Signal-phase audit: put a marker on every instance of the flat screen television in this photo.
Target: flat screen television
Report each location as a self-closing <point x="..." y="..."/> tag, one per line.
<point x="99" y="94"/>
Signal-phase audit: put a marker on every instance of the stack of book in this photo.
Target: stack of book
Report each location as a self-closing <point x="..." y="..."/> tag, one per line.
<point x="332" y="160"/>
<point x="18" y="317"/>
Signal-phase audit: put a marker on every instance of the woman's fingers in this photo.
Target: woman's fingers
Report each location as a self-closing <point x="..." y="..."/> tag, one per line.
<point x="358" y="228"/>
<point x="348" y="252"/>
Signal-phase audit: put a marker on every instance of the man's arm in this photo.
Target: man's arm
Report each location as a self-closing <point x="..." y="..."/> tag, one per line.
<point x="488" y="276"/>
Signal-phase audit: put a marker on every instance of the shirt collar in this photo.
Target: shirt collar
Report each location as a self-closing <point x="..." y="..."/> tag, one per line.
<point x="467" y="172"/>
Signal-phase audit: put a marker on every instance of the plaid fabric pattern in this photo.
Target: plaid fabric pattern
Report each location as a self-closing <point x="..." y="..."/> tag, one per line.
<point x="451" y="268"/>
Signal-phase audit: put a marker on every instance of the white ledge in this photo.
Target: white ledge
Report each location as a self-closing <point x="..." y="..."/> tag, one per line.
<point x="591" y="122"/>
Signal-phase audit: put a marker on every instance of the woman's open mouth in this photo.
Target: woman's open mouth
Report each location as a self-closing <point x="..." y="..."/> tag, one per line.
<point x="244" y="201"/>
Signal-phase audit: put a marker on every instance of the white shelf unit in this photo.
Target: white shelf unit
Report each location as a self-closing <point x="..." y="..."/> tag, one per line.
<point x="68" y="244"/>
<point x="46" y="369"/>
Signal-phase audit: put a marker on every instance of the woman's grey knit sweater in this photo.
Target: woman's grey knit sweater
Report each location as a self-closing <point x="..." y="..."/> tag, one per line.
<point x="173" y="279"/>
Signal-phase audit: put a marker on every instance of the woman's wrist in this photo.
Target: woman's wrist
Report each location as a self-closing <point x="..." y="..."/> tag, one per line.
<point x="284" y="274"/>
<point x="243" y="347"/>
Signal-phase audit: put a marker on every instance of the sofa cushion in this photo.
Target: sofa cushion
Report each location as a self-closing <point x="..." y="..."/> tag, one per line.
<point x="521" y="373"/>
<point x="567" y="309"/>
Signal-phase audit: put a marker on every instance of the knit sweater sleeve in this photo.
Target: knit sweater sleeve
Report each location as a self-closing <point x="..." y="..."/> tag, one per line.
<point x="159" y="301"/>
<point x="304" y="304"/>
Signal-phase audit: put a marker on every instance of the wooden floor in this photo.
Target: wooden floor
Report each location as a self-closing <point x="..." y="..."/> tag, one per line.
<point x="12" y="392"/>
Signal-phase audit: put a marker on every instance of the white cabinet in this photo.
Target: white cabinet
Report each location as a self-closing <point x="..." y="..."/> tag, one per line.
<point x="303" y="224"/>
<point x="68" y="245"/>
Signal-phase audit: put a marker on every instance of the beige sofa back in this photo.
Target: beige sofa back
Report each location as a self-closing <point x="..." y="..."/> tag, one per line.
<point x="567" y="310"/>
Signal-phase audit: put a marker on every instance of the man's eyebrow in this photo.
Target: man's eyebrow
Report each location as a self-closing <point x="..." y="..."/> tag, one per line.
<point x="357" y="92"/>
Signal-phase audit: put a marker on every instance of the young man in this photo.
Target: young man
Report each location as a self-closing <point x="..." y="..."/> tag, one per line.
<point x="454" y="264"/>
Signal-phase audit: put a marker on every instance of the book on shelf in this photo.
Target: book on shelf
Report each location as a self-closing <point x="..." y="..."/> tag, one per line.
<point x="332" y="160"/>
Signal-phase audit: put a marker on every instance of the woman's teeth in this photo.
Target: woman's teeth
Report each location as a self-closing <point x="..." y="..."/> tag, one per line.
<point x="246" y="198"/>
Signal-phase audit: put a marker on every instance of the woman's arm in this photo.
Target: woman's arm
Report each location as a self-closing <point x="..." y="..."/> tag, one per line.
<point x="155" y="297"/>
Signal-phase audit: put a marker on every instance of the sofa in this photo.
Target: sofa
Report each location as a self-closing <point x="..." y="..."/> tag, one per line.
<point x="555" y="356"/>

+ + +

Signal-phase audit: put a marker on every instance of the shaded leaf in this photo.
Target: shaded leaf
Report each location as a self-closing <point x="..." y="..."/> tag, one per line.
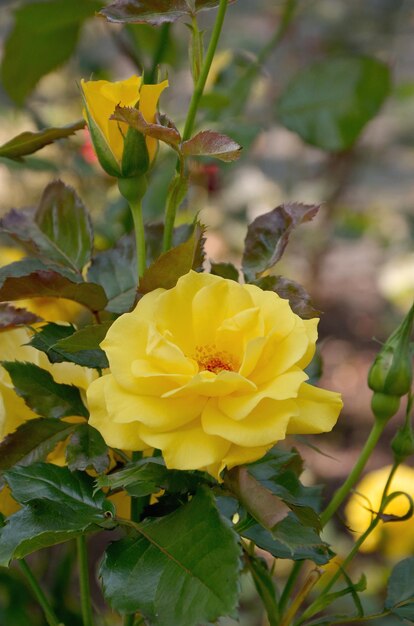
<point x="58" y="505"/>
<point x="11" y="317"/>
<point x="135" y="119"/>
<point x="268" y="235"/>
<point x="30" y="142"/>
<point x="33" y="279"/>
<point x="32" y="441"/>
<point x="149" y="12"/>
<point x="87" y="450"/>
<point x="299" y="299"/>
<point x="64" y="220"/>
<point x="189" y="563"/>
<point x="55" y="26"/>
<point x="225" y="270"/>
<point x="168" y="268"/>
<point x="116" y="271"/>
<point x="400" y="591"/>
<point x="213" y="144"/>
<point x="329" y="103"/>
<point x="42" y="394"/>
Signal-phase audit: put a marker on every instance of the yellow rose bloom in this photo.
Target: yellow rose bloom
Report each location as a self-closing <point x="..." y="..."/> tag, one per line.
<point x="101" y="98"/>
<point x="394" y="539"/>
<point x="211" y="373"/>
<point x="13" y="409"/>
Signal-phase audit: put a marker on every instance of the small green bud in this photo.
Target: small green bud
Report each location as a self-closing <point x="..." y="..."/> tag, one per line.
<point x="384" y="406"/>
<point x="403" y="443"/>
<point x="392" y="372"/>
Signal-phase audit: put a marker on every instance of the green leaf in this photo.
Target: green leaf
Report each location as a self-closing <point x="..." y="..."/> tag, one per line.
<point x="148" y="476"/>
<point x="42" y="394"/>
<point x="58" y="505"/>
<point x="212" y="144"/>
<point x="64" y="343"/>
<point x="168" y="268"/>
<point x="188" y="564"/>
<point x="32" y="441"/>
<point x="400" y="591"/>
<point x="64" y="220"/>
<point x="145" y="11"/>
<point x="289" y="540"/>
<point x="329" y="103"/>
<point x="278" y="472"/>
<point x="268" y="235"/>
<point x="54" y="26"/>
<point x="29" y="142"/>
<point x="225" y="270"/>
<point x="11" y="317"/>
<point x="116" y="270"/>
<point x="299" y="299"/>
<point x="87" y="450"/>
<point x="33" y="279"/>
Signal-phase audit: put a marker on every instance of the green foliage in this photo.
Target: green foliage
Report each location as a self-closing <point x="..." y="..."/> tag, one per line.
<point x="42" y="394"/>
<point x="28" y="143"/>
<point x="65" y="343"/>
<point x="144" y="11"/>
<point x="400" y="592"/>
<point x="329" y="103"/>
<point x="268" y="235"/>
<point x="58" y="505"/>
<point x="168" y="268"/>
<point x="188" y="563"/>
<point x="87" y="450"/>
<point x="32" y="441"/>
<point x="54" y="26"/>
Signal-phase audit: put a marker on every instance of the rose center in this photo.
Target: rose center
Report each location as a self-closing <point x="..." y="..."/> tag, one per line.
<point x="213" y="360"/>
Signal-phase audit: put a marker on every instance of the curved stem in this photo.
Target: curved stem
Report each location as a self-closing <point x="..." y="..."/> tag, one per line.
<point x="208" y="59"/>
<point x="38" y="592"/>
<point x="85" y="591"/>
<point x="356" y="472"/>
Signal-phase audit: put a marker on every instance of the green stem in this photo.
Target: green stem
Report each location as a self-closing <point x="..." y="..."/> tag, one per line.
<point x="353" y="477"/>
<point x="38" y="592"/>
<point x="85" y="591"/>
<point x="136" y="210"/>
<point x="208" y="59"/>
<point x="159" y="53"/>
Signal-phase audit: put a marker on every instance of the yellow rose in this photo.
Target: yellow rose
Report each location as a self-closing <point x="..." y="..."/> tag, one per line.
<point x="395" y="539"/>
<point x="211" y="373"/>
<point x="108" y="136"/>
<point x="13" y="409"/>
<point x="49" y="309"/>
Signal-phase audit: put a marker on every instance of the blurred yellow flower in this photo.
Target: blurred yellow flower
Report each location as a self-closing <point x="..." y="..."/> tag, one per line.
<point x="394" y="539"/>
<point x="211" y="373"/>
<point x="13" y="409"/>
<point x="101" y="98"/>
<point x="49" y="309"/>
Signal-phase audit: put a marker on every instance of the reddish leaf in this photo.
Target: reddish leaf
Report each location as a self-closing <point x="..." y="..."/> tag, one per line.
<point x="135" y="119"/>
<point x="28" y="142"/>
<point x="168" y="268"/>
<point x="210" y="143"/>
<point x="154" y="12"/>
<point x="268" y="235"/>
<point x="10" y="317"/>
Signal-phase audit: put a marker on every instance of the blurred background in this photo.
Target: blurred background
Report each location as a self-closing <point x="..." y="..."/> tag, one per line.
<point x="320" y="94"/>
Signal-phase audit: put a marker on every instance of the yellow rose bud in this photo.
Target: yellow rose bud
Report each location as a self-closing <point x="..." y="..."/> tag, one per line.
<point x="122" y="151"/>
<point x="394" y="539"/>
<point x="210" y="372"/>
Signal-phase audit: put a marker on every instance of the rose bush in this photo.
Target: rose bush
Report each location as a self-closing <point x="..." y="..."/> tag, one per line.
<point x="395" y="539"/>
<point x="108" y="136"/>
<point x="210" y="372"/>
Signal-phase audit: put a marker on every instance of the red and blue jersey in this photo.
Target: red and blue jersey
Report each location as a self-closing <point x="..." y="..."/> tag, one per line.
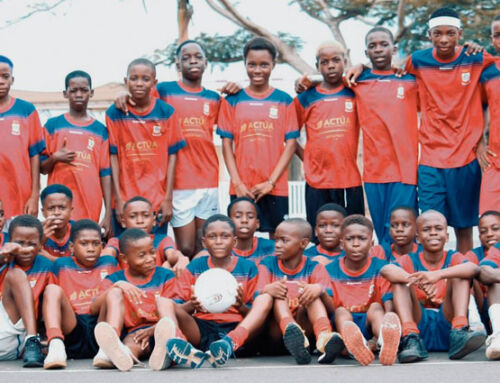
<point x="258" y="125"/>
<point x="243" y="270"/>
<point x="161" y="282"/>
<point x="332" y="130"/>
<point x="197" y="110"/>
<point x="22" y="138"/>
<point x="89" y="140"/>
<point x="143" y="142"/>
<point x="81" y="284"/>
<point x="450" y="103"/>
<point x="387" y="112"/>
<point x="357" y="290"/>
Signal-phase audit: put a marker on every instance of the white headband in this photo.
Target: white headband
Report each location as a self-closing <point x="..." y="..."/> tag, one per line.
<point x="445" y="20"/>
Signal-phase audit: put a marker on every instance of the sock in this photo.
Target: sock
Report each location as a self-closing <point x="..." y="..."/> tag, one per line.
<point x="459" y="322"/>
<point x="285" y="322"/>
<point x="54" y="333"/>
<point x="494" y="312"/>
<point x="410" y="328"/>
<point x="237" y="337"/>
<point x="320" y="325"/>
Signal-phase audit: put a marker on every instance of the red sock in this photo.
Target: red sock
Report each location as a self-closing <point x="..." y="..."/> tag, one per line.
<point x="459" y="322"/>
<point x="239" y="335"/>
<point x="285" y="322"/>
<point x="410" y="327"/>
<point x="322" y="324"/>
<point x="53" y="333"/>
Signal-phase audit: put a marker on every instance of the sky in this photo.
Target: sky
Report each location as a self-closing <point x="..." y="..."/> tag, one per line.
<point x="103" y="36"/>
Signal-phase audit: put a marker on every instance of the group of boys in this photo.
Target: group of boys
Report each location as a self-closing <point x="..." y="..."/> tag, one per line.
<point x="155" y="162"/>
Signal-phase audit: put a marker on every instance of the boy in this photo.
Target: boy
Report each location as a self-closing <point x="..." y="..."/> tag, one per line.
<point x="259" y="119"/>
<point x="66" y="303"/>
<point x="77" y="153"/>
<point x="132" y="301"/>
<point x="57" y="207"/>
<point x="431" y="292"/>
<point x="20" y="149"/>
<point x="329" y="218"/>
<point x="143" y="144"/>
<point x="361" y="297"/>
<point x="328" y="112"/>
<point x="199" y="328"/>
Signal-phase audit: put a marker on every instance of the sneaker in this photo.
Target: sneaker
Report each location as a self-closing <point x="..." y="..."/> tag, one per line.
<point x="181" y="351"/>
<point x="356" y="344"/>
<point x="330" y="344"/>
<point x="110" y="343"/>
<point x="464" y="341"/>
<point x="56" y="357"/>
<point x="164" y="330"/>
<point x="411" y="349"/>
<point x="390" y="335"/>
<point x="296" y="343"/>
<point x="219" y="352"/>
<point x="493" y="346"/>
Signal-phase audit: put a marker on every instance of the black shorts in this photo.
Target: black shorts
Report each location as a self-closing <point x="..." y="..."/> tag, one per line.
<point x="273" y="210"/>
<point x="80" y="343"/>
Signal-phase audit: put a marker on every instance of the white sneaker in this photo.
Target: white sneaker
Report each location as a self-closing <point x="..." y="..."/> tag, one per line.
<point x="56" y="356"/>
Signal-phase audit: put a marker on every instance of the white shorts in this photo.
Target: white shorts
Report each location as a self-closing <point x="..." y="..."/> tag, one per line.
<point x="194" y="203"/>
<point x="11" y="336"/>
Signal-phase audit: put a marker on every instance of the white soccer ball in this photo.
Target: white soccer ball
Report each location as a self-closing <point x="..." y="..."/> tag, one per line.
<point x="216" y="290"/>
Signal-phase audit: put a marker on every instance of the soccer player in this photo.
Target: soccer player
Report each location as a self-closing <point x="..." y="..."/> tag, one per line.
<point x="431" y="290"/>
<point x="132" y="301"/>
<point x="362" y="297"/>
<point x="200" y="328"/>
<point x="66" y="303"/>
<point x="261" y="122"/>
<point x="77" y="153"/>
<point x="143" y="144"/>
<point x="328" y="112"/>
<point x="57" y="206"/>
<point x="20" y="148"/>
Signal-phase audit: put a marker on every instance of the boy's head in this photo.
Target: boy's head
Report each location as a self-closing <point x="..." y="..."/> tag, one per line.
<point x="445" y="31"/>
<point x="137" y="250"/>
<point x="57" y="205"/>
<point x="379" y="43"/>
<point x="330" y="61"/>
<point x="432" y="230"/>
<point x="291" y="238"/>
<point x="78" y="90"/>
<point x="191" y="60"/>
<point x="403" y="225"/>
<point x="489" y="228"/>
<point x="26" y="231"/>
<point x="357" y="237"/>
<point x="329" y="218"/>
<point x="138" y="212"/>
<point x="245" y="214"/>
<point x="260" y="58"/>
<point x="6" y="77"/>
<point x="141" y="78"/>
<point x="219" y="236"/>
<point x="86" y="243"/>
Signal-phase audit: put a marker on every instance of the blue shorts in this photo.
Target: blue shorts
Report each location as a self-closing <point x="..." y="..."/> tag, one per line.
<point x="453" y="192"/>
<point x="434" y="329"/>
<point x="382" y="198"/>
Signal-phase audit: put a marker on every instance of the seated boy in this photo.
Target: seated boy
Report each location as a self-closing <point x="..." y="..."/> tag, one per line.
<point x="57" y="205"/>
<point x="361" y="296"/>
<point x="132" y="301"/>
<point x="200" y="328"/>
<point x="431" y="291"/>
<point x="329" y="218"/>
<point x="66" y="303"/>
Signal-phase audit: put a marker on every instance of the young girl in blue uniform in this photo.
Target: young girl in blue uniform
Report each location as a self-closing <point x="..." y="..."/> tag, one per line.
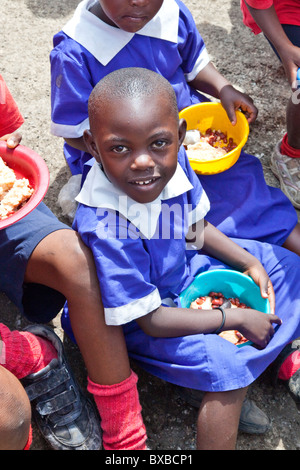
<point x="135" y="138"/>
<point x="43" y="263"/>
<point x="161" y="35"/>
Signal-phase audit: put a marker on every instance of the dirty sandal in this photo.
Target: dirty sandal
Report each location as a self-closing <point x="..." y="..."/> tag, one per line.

+ + +

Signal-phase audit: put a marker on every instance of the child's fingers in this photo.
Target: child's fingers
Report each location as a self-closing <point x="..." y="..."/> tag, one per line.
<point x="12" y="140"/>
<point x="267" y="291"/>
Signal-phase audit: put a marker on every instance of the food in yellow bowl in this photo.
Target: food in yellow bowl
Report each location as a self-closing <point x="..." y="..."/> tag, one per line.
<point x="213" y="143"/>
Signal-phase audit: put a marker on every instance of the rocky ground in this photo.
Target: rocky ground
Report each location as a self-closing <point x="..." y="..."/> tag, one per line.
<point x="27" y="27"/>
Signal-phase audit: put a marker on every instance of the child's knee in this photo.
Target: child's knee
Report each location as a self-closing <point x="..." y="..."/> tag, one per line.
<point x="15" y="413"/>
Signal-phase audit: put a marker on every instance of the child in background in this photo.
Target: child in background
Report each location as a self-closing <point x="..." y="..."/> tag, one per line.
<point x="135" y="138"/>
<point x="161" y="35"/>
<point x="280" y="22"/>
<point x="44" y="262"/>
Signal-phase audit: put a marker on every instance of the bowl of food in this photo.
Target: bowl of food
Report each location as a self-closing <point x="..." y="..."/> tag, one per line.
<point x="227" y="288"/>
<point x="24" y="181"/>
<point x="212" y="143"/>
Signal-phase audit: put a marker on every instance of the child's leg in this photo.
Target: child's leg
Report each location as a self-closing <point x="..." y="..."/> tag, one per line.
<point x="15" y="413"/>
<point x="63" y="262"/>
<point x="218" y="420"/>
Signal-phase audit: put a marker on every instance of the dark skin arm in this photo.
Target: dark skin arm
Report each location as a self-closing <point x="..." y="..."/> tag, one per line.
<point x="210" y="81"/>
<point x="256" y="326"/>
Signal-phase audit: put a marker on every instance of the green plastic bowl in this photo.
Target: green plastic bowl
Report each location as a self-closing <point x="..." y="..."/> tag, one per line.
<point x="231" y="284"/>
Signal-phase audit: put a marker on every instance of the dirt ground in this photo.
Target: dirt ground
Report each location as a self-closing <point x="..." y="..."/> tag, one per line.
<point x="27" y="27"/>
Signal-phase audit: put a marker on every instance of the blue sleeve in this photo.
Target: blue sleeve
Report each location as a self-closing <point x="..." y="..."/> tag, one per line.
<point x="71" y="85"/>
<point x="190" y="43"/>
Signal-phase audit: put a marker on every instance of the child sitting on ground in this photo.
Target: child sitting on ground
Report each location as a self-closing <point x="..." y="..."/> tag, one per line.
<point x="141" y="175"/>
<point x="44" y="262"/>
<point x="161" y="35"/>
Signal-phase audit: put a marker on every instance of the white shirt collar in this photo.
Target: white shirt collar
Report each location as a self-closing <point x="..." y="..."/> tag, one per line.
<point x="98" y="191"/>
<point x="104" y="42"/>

+ + +

**Exercise:**
Write down exactly the span of lines above from the one containing "Signal-phase audit: put a marker on every instance of the flat" to the one containing "Target: woman's fingers", both ends included.

**Answer space:**
Signal-phase audit: put a marker on every instance of the flat screen television in this photo.
Target: flat screen television
Report each location as a self-closing <point x="..." y="..."/> tag, one per line.
<point x="99" y="94"/>
Signal-phase audit: put a marker on every instance of the stack of book in this photo.
Target: stack of book
Report each location as a self-closing <point x="..." y="..."/> tag, one per line.
<point x="332" y="160"/>
<point x="18" y="317"/>
Signal-phase audit: put a marker on every instance of the woman's fingers in this photo.
Target: woman's fingers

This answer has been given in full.